# WHAT YOU SHOULD DO
Transcribe only the lines of the listing below from the one holding "Target: bokeh background" through the one holding "Target: bark", inclusive, without any change.

# RECORDS FOR THE EXERCISE
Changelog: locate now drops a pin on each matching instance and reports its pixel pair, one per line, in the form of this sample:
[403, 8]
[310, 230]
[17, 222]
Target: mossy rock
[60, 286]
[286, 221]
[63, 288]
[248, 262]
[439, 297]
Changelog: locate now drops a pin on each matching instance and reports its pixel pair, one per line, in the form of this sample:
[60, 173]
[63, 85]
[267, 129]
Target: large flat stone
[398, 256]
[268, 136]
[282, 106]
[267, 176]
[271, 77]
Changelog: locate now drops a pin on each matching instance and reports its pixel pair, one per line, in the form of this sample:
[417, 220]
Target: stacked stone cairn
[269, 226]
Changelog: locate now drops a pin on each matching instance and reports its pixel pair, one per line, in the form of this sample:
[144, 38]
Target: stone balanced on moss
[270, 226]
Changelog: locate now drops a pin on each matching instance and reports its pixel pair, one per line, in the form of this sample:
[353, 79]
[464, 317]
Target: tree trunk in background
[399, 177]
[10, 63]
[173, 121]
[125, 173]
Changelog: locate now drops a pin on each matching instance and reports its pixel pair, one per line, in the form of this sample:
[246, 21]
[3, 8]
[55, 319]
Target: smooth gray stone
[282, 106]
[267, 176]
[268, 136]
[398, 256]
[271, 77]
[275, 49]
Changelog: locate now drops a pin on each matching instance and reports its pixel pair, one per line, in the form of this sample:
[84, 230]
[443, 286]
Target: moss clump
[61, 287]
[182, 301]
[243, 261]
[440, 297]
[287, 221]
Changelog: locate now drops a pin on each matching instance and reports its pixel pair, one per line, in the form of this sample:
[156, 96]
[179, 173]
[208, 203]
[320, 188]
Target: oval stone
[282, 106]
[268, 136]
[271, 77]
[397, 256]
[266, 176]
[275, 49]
==
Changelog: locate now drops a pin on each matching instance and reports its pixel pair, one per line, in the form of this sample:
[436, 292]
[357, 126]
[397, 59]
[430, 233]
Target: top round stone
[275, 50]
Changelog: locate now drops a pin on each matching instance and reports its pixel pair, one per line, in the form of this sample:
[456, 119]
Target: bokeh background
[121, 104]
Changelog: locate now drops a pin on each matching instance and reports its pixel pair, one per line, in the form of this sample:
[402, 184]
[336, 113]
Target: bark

# EXERCISE SOLUTION
Target: bokeh background
[121, 104]
Changelog: locate now drops a pin on each matching instance and reports its pixel pair, one per line, in the form of this sample:
[402, 184]
[336, 113]
Target: bark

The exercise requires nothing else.